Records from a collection

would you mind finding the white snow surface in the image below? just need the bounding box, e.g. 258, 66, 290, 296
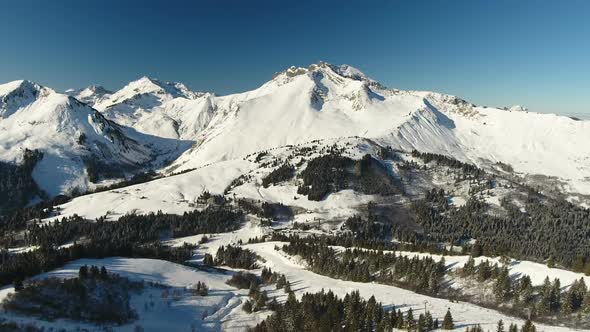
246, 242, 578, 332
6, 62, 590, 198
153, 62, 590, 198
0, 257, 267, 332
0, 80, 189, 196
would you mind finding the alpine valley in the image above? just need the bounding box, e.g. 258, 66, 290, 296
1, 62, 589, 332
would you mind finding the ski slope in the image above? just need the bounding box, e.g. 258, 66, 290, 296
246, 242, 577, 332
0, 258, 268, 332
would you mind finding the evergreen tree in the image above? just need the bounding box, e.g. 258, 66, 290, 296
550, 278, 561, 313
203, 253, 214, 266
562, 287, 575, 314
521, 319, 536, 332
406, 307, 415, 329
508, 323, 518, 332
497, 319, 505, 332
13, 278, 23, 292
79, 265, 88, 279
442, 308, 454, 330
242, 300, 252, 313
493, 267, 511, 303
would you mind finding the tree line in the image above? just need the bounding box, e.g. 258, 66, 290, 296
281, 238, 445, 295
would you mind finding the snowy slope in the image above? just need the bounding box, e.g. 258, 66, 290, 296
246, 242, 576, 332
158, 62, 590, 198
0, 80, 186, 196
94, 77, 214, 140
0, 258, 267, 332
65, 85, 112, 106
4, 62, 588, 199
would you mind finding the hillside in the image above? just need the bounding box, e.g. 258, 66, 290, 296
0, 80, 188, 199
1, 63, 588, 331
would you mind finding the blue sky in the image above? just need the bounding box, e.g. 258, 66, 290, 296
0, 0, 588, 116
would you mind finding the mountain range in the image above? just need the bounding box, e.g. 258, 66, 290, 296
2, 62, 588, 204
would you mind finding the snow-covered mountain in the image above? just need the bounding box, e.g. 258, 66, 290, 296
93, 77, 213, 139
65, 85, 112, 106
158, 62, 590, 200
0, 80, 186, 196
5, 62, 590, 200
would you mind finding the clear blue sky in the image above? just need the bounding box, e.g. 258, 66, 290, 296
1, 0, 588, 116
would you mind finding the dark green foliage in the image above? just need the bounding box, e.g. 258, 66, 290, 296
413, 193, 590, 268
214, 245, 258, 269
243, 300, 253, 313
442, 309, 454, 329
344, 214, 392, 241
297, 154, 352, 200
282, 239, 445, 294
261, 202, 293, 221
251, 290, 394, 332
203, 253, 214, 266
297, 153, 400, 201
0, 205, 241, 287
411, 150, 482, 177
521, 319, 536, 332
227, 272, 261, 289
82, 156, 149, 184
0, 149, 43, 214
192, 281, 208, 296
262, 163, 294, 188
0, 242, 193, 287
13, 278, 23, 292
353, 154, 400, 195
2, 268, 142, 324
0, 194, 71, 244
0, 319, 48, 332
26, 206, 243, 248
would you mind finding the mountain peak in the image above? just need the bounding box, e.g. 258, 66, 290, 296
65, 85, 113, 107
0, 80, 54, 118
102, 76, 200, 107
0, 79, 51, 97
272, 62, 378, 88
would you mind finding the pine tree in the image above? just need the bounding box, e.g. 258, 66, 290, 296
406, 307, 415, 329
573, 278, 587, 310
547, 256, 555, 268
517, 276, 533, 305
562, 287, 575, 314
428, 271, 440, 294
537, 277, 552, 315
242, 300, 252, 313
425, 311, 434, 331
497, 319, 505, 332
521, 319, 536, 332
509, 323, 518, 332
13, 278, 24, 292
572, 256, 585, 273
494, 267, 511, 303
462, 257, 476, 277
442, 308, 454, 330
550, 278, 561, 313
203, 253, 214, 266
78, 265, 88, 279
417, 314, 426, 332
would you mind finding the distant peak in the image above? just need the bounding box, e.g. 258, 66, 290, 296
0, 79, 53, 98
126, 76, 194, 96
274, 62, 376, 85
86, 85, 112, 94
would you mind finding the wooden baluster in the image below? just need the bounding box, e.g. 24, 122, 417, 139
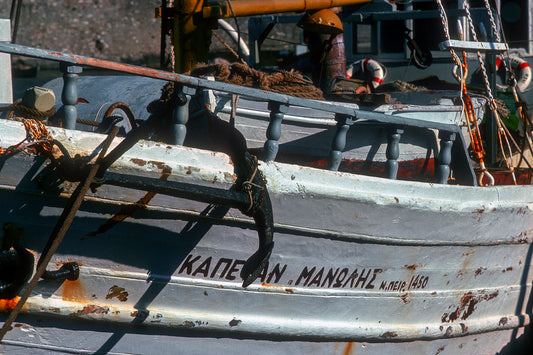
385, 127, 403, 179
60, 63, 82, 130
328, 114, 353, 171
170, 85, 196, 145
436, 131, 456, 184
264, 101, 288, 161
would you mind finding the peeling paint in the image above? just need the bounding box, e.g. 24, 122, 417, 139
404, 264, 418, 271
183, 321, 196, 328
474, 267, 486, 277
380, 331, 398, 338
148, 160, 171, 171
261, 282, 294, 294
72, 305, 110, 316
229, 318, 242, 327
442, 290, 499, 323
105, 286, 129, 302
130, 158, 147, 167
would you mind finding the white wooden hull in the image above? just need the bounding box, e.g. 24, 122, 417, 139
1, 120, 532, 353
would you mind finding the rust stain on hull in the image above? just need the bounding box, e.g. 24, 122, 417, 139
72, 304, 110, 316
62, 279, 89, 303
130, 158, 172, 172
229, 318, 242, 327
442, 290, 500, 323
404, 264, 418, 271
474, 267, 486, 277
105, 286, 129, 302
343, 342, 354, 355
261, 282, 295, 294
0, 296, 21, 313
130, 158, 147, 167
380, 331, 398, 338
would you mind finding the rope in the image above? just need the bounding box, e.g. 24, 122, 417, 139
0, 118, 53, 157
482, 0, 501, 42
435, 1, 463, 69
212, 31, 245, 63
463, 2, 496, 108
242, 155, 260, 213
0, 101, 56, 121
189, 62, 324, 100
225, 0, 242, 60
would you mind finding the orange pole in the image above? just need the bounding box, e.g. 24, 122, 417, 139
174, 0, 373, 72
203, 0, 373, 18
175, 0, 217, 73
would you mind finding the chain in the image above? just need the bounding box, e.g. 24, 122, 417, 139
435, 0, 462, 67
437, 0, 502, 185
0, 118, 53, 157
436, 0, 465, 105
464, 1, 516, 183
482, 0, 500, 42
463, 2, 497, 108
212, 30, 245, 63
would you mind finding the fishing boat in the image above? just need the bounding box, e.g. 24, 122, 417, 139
...
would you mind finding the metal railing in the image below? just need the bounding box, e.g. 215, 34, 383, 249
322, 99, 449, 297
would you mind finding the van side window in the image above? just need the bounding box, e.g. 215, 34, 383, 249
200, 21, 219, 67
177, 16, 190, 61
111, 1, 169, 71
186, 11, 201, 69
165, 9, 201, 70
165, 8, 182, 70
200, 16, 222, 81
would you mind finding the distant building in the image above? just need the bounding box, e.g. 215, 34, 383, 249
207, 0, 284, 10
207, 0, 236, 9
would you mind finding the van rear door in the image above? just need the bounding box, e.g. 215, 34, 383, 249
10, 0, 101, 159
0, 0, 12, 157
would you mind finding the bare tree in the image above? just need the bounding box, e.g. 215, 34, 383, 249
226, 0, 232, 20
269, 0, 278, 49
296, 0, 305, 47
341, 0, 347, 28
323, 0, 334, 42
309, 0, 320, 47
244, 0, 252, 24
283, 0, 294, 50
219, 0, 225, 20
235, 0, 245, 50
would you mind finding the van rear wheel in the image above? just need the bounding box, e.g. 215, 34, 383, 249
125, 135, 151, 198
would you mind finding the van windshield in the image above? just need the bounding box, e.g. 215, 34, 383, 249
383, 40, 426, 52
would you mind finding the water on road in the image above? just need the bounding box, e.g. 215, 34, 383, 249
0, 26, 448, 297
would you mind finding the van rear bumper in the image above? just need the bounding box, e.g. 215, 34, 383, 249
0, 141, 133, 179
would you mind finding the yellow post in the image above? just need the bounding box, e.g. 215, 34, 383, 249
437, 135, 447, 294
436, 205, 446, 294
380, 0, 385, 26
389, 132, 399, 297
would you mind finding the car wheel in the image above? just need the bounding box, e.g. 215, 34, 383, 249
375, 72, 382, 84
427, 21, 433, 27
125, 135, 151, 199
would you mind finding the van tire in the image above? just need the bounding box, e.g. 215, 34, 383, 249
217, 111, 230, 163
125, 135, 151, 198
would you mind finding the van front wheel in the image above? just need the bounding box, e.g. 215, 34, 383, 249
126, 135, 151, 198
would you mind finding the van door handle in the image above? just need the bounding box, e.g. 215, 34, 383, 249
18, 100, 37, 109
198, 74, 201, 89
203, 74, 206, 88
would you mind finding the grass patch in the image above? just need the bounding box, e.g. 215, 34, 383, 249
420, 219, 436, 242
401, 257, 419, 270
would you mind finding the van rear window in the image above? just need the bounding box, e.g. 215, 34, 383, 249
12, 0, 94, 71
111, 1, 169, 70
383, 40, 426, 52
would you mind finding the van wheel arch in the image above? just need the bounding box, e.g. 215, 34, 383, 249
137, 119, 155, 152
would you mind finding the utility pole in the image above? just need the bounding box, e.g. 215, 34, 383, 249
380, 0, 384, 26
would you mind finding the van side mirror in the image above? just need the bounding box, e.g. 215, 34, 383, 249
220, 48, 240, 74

- [YOUR TASK]
Copy out each line of the data above, exactly, if it lies between the line holding "would you mind finding the rust" and the line holding "would you mind finding the fishing", inclusive; copy no other line.

- [SOLUTION FOR THIS TASK]
would you mind finding the rust stain on hull in the image above? just need the bounding box, e.g. 24, 122, 417, 139
72, 304, 110, 316
62, 279, 89, 303
130, 158, 172, 172
229, 318, 242, 327
442, 290, 500, 323
404, 264, 418, 271
474, 267, 486, 277
105, 286, 129, 302
343, 342, 354, 355
261, 282, 295, 294
0, 296, 21, 313
130, 158, 147, 167
380, 331, 398, 338
would you mind finding the rope in the image above? just need the bounding box, e.g. 24, 122, 417, 139
0, 118, 53, 157
482, 0, 501, 42
435, 1, 463, 69
212, 31, 245, 63
463, 2, 496, 108
242, 155, 260, 213
0, 101, 56, 121
189, 62, 324, 100
225, 0, 242, 60
would you mind finding the orange pole in the image above? just need the bounding box, e.g. 24, 122, 417, 139
174, 0, 373, 72
203, 0, 373, 18
175, 0, 217, 73
would you mind finding the chain in the image above? just need the bounding box, e.g. 24, 122, 417, 139
435, 0, 462, 67
437, 0, 502, 185
0, 118, 53, 157
436, 0, 465, 105
464, 1, 516, 183
482, 0, 500, 42
463, 2, 497, 108
212, 30, 245, 63
would you mind finding the fishing boat in the image above? just need the bounding box, e.g. 24, 122, 417, 139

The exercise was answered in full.